**** Testo del documento

Cultura e scienza / Intervista
Maaza Mengiste. La memoria è raccogliere ossa
Otto parole per altrettante riflessioni sui romanzi della scrittrice etiope, ma anche sul nostro tempo, figlio di un passato coloniale con cui l’Italia fatica a fare i conti. Che porta tuttavia con in sé i germi di un futuro di speranza
Ascoltare le parole della scrittrice Maaza Mengiste è travolgente. Costringe a un viaggio che continuamente ci ricorda che ben prima di individui siamo collettività, che il nostro tempo è figlio del passato ma ha già in sé i germi del futuro e che la “memoria è raccogliere ossa”. Così s’intitola l’incontro che Mengiste ha tenuto a Torino lo scorso 29 marzo durante la rassegna “Biennale democrazia” restituendo quello che è stato il suo faticoso cammino nel passato, tra archivi e ricordi personali apparentemente dimenticati.
Gli occhi della giovanissima Hirut, protagonista del libro d’esordio “Il re Ombra” (Einaudi, 2021), raccontano quello che è stata la guerra italiana d’Etiopia del 1935 e del 1936; quelli di Hailou in “Sotto lo sguardo del Leone” (Einaudi, 2025) considerato tra i dieci libri africani più importanti del nuovo millennio- descrivono invece gli orrori del 1974, l’anno della carestia e della caduta dell’allora imperatore Hailé Selassié. Abbiamo incontrato la scrittrice a Torino, prima dell’evento, e le abbiamo chiesto una riflessione su alcune parole che sono centrali nei suoi romanzi.

********

**Descrizione esercizio:**
Secondo l'intervista a Maaza Mengiste, in quale città e in quale giorno la scrittrice ha tenuto l'incontro intitolato «La memoria è raccogliere ossa»?

**** Dati forniti

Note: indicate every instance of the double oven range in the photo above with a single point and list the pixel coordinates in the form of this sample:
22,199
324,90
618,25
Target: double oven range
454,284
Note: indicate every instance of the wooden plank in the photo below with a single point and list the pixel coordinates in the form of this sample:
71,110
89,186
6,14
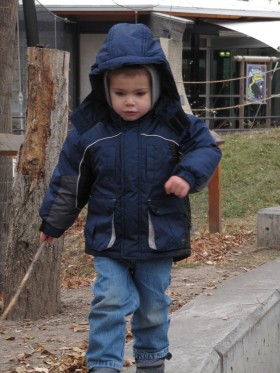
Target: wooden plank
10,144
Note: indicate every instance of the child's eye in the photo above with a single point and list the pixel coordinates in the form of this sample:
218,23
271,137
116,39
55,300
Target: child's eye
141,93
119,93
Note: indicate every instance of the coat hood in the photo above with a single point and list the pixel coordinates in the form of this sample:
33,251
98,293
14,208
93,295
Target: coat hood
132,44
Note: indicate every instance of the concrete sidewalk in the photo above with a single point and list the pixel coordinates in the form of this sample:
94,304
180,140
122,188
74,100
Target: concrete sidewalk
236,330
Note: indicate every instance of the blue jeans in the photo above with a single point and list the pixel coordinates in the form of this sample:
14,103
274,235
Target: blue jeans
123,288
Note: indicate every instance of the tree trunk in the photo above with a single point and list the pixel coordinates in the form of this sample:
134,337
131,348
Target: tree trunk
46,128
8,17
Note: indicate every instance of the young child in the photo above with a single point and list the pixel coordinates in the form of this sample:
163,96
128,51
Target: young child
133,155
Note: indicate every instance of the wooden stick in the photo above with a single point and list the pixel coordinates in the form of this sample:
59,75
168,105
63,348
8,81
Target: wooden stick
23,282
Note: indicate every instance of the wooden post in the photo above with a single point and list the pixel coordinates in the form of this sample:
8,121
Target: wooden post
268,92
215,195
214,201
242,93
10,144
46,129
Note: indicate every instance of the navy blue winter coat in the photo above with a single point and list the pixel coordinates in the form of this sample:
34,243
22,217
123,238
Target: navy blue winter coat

********
**** Dati forniti

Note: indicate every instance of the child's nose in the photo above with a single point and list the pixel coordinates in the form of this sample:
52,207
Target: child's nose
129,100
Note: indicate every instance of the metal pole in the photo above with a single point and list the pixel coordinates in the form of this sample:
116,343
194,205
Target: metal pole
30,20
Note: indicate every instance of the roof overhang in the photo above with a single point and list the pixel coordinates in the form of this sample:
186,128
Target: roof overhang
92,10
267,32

********

**Risposta al compito:**
A Torino, il 29 marzo, durante la rassegna «Biennale democrazia».